## Excerpted text
---*---

Women diagnosed with invasive breast cancer are less likely to die of the disease if they regularly consume a vitamin and mineral tablet, compared with women who don't take supplements, scientists have found in one of the largest studies of its kind.
Questions regarding vitamin use have pervaded scientific research for decades: Do supplements protect health? Do they impart only minuscule effects? Can they cause harm?
Dr Sylvia Wassertheil-Smoller and colleagues at Albert Einstein College of Medicine in the Bronx analysed a colossal amount of statistical data to unearth their answer.
Studying the fates of older women participating in two massive studies - the Women's Health Initiative Clinical Trials and the Women's Health Initiative Observational Study - researchers uncovered a 30 per cent lower mortality rate among those who regularly consumed vitamin and mineral tablets. All told, 161,608 women participated in the research.
"Our results show that there was a protective effect," says Wassertheil-Smoller, a professor of epidemiology and population health.
"Almost all of these women took a multivitamin before they developed breast cancer," she adds.
"So it's not like we're saying that once you get breast cancer, you should take multivitamins."
Among participants, 7728 developed invasive breast cancer, defined as a tumour that invades surrounding tissue. Nearly 40 per cent of women diagnosed with invasive disease were vitamin takers, the study showed. Participants' ages ranged between 50 and 79.
Dr Janice Lu, director of medical oncology at Stony Brook University Hospital, who specialises in breast cancer, says the findings are intriguing because they echo results involving vitamin D research.
"This is very similar to a report on vitamin D, which was found to lower the risk of (a breast cancer) recurrence," Lu says.

---*---

## Data to examine
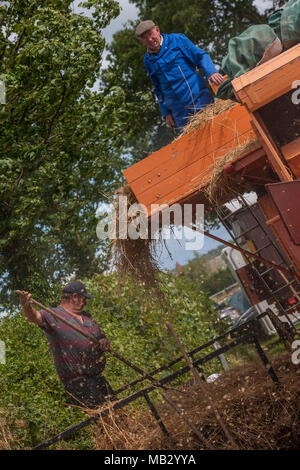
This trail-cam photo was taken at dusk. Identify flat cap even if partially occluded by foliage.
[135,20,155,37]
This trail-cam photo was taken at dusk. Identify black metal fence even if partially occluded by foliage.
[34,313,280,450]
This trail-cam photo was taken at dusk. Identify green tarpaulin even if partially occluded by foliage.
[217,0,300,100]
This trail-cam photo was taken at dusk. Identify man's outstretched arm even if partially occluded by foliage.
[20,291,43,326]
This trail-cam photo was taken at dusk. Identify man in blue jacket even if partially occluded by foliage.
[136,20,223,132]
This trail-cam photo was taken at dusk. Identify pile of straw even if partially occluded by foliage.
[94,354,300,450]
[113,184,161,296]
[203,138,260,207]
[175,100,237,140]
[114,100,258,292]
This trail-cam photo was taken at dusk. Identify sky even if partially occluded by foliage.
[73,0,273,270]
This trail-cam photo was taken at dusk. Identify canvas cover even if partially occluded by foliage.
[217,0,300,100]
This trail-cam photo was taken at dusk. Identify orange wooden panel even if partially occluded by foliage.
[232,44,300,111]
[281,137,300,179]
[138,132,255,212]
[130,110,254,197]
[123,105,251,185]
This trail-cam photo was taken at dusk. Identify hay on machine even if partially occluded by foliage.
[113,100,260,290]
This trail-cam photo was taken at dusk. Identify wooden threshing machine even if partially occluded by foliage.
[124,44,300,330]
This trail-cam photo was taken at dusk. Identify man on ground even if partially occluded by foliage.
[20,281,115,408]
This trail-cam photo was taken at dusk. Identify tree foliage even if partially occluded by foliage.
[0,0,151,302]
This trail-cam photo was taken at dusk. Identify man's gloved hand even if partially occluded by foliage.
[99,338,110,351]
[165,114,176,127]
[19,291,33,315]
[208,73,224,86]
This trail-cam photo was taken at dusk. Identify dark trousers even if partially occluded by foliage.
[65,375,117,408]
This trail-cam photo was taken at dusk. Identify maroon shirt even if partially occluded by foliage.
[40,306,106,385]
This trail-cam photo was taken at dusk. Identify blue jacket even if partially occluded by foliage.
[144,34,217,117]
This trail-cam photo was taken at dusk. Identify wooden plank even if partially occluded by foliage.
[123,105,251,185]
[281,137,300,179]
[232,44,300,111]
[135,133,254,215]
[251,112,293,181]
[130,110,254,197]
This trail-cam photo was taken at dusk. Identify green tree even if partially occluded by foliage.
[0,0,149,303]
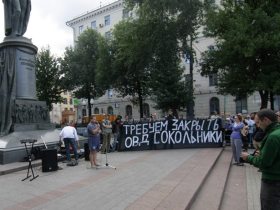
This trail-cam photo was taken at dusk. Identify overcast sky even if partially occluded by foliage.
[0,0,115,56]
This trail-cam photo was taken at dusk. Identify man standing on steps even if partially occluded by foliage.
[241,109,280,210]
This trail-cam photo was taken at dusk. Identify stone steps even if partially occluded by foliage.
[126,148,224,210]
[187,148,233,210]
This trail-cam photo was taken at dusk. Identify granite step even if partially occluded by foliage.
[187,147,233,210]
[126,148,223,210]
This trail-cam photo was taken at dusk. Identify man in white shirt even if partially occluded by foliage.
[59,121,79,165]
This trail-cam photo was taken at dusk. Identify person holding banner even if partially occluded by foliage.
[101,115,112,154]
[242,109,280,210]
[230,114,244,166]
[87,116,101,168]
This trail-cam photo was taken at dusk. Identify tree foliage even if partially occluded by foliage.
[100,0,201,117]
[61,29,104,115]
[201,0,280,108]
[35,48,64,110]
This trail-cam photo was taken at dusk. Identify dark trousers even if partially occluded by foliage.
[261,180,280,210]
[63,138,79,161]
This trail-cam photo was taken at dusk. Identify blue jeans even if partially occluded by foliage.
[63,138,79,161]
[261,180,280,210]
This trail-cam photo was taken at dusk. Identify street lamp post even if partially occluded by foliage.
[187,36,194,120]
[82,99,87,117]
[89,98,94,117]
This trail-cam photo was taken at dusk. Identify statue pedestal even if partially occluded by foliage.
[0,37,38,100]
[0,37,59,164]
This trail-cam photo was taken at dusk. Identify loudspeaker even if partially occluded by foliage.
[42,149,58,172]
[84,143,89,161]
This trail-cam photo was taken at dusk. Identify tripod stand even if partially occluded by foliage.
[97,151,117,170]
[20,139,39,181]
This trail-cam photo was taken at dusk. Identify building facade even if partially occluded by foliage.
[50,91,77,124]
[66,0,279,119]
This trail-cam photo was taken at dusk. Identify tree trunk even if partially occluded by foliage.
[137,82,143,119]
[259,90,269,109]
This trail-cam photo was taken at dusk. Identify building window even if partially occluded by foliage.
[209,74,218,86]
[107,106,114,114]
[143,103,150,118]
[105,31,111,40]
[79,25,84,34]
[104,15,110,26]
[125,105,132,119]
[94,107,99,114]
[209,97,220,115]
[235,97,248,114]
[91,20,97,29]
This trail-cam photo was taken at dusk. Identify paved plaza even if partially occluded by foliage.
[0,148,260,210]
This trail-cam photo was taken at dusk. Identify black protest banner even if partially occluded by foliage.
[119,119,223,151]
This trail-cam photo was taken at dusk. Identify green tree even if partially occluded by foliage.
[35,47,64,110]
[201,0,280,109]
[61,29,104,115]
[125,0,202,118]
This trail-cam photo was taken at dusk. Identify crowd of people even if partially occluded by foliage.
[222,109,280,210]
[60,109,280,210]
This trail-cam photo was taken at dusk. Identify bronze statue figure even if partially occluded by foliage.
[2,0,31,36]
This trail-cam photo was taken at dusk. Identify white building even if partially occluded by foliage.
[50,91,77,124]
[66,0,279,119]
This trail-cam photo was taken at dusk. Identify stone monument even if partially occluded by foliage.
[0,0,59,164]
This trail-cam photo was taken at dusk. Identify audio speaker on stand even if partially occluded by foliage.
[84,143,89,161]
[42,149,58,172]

---*---

## Directions for this task
Please pick up the news article above on multivitamin use and breast cancer deaths, and continue it from Lu's remark comparing the findings to the vitamin D report.

## Expected output
"We always tell our patients to maintain their vitamin D level and when it's low, we tell them they have to bring it up."
Yet, even in the face of an apparent protective effect, no one fully understands how vitamin D guards against recurrence, Lu said.
Similar unknowns pervade Wassertheil-Smoller's study, which is published in the current issue of Breast Cancer Research and Treatment. Her analysis was not a clinical trial, but an epidemiological investigation. Clinical results are needed to qualify as proof. Further, there was no specific vitamin formulation that women took.
Last year, older men who received vitamins in a large study - a clinical trial - experienced an eight per cent lower rate of most forms of cancer. Participants took Pfizer's Centrum Silver or a lookalike placebo. Curiously, there was no reduction in prostate cancer, the most common malignancy in older men.
The new women's results also fly in the face of the Iowa Women's study, which two years ago found that older women who took a daily vitamin supplement had an increased risk of dying of cardiovascular disease and cancer.
"Our study was different," Wassertheil-Smoller says.
"The Iowa study was about all cancer incidences in generally healthy women. This is about women who already have breast cancer."